◆ **Extract provided**:
============
UPDATE: A bug when first did this prevents the zone managing the NAT from having a correct default gateway. You'll need shell access and "zlogin sdc-global-gateway" or the like to enter the zone, add add /etc/defaultrouter with the IP of that router there for future use. Then you can exit the zone and run "zoneadm -z sdc-global-gateway reboot" to get it working.

Thursday, May 02, 2013

Grails Fixtures in Bootstrap.. the missing pieces

One nifty way to load in a lot of data into either development or perhaps even production instances of Grails apps is the Fixtures Plugin. You can more easily define loads of data and multiple relationships with this plugin. This plugin is designed to be used for integration test data, but as noted here, nothing should prevent you from loading it in your Grails bootstrap step. However, I ran into curious errors such as "Fixture does not have bean". For my future self, here's the solutions to avoid incorrect assumptions:

In the BootStrap.groovy file, define the service fixtureLoader within the BootStrap class (def fixtureLoader).
All fixtures must be in a closure titled "fixture {}"
Each domain class needs importing at the top of each fixture file. This is the resolution to the bean error noted above.

Thursday, April 04, 2013

Joyent SDC 6.5.6 released -- Upgrade workaround

Just a heads up that Joyent has released Smart Data Center 6.5.6 as noted here:

http://wiki.joyent.com/wiki/display/sdc/Upgrading+SDC+6.5.3+or+6.5.4+to+SDC+6.5.6

First upgrade attempt fails at the very end when selecting the correct platform. Joyent Support noted that it has seen this before, and that a "sdc-restore" from the pre-upgrade backup and then a reattempt should work. In my case, it did just that. I did the quick restore (no -F here). Rebooting the head node as I write this.
============
◆ **Supplied data**:

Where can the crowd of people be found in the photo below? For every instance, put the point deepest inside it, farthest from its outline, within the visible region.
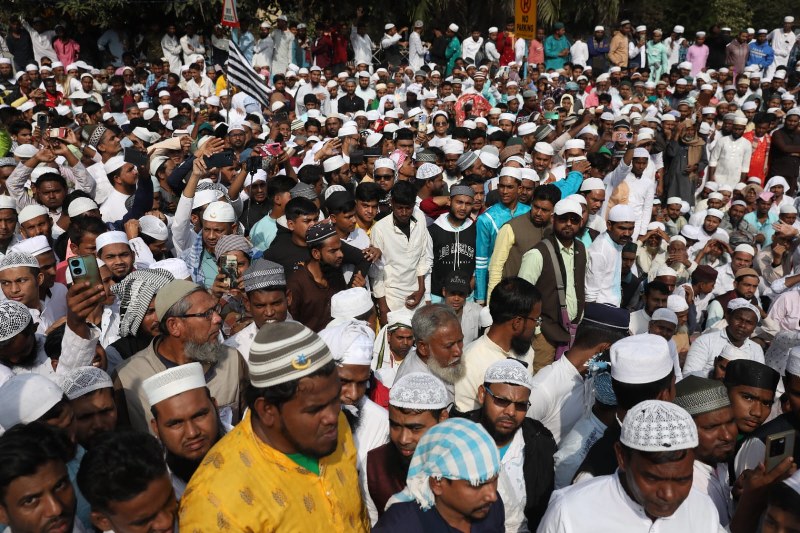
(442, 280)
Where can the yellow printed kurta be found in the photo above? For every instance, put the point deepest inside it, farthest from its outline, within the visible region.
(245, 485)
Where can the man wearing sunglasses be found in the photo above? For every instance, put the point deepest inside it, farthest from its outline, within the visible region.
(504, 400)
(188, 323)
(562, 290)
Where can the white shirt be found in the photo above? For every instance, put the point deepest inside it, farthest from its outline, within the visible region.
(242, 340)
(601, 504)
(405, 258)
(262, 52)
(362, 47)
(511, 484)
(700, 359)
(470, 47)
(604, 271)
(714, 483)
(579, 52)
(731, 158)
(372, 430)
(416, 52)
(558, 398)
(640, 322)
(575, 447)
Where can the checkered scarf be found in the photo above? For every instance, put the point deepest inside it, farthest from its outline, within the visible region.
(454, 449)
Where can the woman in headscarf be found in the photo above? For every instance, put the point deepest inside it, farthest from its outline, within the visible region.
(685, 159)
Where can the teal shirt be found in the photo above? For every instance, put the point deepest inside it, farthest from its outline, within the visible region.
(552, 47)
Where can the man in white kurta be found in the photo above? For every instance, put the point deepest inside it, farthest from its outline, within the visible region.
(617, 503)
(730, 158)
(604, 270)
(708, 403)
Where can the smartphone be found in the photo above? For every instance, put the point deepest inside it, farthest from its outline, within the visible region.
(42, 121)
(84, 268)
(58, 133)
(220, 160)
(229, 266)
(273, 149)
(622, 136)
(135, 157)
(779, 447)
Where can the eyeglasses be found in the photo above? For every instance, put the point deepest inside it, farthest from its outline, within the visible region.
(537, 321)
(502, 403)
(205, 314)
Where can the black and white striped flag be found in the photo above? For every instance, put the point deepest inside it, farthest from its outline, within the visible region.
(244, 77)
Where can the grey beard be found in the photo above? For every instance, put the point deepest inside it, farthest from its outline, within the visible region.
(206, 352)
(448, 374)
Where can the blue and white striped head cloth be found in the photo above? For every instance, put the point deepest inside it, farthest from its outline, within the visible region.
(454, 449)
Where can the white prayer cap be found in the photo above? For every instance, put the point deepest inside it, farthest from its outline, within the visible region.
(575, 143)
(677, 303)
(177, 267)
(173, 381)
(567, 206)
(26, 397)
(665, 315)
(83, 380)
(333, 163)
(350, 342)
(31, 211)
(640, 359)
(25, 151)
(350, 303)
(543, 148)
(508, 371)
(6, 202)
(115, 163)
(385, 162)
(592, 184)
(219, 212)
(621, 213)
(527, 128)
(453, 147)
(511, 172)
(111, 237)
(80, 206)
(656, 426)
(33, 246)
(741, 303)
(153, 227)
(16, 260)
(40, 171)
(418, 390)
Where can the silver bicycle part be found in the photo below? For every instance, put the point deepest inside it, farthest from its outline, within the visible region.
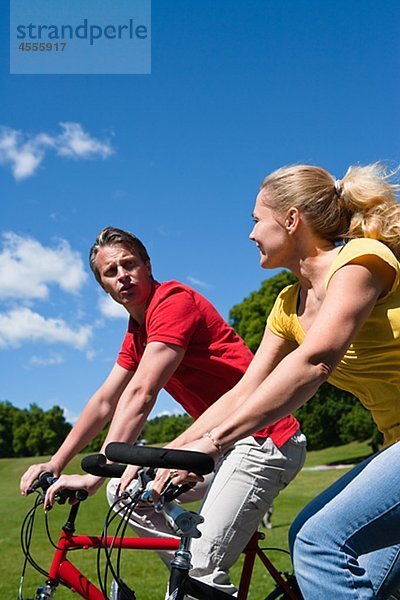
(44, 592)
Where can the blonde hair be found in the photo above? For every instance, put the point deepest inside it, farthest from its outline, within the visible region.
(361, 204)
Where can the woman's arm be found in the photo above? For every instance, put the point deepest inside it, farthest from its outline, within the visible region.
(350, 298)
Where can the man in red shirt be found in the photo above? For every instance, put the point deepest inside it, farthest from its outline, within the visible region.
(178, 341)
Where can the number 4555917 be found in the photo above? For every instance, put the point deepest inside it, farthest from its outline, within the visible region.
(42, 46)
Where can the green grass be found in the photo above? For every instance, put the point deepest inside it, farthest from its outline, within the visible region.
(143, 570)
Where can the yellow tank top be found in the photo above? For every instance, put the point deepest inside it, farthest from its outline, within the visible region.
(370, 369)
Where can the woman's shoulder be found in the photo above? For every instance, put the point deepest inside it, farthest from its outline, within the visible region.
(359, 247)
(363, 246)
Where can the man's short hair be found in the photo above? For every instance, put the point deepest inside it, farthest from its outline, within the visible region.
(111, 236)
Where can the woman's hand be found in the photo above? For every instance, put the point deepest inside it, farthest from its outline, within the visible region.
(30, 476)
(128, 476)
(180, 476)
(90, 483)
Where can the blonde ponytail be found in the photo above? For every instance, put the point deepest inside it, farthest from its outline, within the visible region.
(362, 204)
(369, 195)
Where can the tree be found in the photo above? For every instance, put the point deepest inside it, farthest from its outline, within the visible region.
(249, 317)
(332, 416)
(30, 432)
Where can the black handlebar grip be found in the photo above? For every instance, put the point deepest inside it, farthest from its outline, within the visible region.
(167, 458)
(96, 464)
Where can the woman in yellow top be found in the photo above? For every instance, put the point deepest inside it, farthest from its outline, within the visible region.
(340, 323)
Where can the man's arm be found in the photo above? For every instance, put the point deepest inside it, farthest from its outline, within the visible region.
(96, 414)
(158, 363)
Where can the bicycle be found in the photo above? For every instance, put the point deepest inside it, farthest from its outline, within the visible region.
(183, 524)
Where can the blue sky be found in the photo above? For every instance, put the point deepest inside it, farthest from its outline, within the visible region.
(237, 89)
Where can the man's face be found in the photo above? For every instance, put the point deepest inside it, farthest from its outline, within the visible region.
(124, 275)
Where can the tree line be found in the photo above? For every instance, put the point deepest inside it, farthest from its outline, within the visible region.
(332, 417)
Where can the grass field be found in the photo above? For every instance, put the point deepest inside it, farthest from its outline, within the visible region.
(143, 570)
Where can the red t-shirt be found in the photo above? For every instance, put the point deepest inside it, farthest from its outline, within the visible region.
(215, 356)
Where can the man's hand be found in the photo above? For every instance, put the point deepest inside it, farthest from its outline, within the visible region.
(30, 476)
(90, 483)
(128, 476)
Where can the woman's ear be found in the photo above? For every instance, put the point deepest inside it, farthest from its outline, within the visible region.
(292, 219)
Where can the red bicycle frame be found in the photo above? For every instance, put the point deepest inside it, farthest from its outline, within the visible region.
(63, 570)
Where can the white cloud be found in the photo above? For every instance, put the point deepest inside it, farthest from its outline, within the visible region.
============
◆ **Tasks and exercises**:
1. Which error message does the blog excerpt mention came up when loading fixtures in the Grails bootstrap step?
2. Please reproduce the blog excerpt, starting at "First upgrade attempt" and ending at "I write this.".

◆ **Answer list**:
1. "Fixture does not have bean"

2.
First upgrade attempt fails at the very end when selecting the correct platform. Joyent Support noted that it has seen this before, and that a "sdc-restore" from the pre-upgrade backup and then a reattempt should work. In my case, it did just that. I did the quick restore (no -F here). Rebooting the head node as I write this.